BEGIN Recorded data
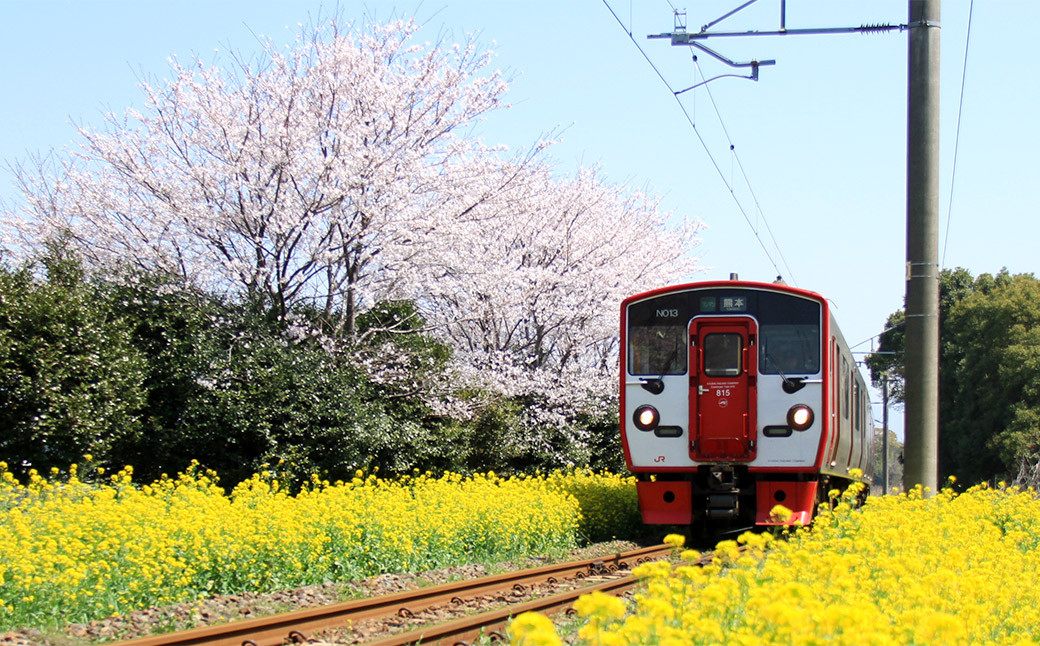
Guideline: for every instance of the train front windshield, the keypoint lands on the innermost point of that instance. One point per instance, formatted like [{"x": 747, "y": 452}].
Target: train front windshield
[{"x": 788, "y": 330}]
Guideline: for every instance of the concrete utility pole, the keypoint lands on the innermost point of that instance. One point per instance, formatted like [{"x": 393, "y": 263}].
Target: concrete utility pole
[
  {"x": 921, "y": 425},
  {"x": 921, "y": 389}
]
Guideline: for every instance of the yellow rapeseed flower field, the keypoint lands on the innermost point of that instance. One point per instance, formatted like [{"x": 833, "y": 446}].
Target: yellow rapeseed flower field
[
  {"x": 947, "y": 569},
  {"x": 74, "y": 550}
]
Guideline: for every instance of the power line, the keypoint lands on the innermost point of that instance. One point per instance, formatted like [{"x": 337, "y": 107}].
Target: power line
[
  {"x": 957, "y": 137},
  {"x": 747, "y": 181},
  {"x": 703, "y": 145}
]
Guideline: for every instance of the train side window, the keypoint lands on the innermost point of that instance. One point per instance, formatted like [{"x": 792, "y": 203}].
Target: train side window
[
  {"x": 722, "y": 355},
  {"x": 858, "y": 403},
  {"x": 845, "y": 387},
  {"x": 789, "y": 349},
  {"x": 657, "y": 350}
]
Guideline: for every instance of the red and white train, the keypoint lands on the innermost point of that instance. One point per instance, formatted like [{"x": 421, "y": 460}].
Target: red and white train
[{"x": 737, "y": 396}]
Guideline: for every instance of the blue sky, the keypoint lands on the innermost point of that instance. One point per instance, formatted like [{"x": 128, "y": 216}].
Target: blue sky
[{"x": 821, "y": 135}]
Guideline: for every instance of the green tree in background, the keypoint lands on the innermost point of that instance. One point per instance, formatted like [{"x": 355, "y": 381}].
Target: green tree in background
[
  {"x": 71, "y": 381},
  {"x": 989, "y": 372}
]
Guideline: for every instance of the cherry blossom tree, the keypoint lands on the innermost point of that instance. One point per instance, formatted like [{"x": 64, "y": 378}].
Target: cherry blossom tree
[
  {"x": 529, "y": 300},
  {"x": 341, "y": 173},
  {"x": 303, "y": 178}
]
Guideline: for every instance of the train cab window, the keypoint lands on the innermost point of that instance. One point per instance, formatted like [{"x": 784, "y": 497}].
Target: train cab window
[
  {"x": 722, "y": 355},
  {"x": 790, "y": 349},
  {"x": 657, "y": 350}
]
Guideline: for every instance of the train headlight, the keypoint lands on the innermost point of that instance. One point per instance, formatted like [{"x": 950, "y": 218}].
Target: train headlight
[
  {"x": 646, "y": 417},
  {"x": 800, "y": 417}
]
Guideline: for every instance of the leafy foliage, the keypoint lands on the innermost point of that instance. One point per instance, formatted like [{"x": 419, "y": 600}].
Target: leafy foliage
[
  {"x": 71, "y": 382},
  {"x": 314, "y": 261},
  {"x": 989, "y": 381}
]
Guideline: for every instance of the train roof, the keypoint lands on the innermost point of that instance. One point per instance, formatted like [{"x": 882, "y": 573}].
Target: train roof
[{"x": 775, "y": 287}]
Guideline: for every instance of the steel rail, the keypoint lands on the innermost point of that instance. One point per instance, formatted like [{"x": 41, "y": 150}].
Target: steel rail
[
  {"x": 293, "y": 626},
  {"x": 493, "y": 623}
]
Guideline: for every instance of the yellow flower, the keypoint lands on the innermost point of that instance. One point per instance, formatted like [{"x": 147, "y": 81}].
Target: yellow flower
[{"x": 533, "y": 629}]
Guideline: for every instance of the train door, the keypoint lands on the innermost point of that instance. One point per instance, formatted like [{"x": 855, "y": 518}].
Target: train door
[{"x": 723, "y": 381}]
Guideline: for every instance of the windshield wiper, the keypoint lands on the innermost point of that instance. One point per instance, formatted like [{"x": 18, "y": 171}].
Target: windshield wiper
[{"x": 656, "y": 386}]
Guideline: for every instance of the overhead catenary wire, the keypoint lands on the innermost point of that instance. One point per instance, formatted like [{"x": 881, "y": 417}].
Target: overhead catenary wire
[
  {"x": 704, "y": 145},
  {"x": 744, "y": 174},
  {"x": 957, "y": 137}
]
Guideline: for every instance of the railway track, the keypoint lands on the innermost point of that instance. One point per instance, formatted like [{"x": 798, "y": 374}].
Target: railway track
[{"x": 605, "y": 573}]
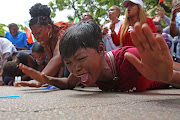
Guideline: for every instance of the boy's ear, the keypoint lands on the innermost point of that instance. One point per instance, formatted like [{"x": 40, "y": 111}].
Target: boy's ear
END Recorded data
**Direction:** Reproduce all of the records above, replacing every occurrence of "innermost point" with "central point" and leaving everything else unchanged. Omit the pictures.

**Output below:**
Guideline: for every instance of the train front windshield, the keypoint lands on the central point of that instance. One point per instance, formatted like [{"x": 747, "y": 452}].
Target: train front windshield
[{"x": 788, "y": 330}]
Guideline: for every instance of the concrete utility pole, the keypoint lands on the central point of that instance. One point per instance, formatted like [{"x": 393, "y": 263}].
Target: concrete utility pole
[
  {"x": 921, "y": 425},
  {"x": 921, "y": 389}
]
Guideline: for every instance of the yellow rapeseed flower field, the keypoint lands on the central point of that instance. One point per instance, formatted like [{"x": 833, "y": 446}].
Target: yellow rapeseed flower field
[
  {"x": 947, "y": 569},
  {"x": 74, "y": 550}
]
Guideline: for every instance of the power line, the keypoint lands on the central point of that instance. One point per instance, formatted like [{"x": 337, "y": 107}].
Target: power line
[
  {"x": 957, "y": 137},
  {"x": 747, "y": 181},
  {"x": 703, "y": 145}
]
Guideline: for every instance of the train side window, the keypoint lands on the central point of that instance. One point per instance, formatted like [{"x": 792, "y": 203}].
Target: train side window
[
  {"x": 722, "y": 355},
  {"x": 858, "y": 403},
  {"x": 845, "y": 387},
  {"x": 789, "y": 349},
  {"x": 657, "y": 350}
]
Guideline: for every instance of the red and white train, the keypoint lands on the central point of that instance. One point per instance, formatted like [{"x": 421, "y": 460}].
Target: red and white train
[{"x": 737, "y": 396}]
Guideline: for every instance of the blue sky, the keypoint lands on the central point of that instance. One point per instance, formatted like [{"x": 128, "y": 216}].
Target: blue sky
[{"x": 821, "y": 135}]
Guideline: for every instance of the green tree in background, the keypoint lands on the central point of that instance. One point per instance, formatted like [{"x": 355, "y": 381}].
Target: green tree in background
[
  {"x": 71, "y": 381},
  {"x": 989, "y": 372}
]
Guideline: for every instance of the cherry blossom tree, the keypoint lands on the central point of that instance. One point per instance, formatted like [{"x": 64, "y": 378}].
Target: cherry blossom tree
[
  {"x": 529, "y": 300},
  {"x": 341, "y": 173},
  {"x": 303, "y": 178}
]
Guideline: for every instance of the train cab window, the keypoint lands on the central point of that instance. One point per instance, formatted like [{"x": 784, "y": 497}].
Target: train cab window
[
  {"x": 722, "y": 355},
  {"x": 790, "y": 349},
  {"x": 657, "y": 350}
]
Guideline: for every instance of the train headlight, the keypoint lands on the central point of that instance. One point per instance, formatted like [{"x": 950, "y": 218}].
Target: train headlight
[
  {"x": 646, "y": 417},
  {"x": 800, "y": 417}
]
Guideline: for every instance of the leafy foliage, the keypoint lands on the central point of that instance. One point per instance, formatted like [{"x": 419, "y": 600}].
Target: leafy foliage
[
  {"x": 71, "y": 382},
  {"x": 314, "y": 261},
  {"x": 989, "y": 381}
]
Guideline: for every instance of the train roof, the keypoint lands on the central point of that instance. One point per instance, formatted like [{"x": 882, "y": 573}].
Target: train roof
[{"x": 775, "y": 287}]
Guideline: for every instance of the steel rail, the keypoint lands on the central point of that instance. One point per instance, formatted like [{"x": 41, "y": 150}].
Target: steel rail
[
  {"x": 293, "y": 626},
  {"x": 493, "y": 623}
]
Guideline: for every instance of the yellow flower, the keypoint lands on the central point of that instance. One point per instance, formatted like [{"x": 147, "y": 81}].
Target: yellow flower
[{"x": 533, "y": 629}]
Guideline: for every instance of the train door, the keypoint lands on the central point of that instance. One point per instance, formatted like [{"x": 855, "y": 518}].
Target: train door
[{"x": 723, "y": 381}]
Guideline: for every instance of the windshield wiper, the keypoint lands on the central point of that instance. One point per instance, formatted like [{"x": 18, "y": 171}].
Target: windshield wiper
[{"x": 656, "y": 386}]
Guideline: for every instance of the overhead catenary wire, the keypoint lands on the central point of that instance. One point per instance, formatted like [{"x": 881, "y": 417}].
Target: overhead catenary wire
[
  {"x": 704, "y": 145},
  {"x": 744, "y": 174},
  {"x": 957, "y": 137}
]
Guideline: for every instance of the railway track, the keypoint lands on the central point of that instance. One point per instance, formatted like [{"x": 798, "y": 374}].
Target: railway track
[{"x": 605, "y": 573}]
Guideline: for every instance of the boy's ear, the keypoint lands on the central point of that instance. One point per instance, formatted like [{"x": 40, "y": 111}].
Target: boy's ear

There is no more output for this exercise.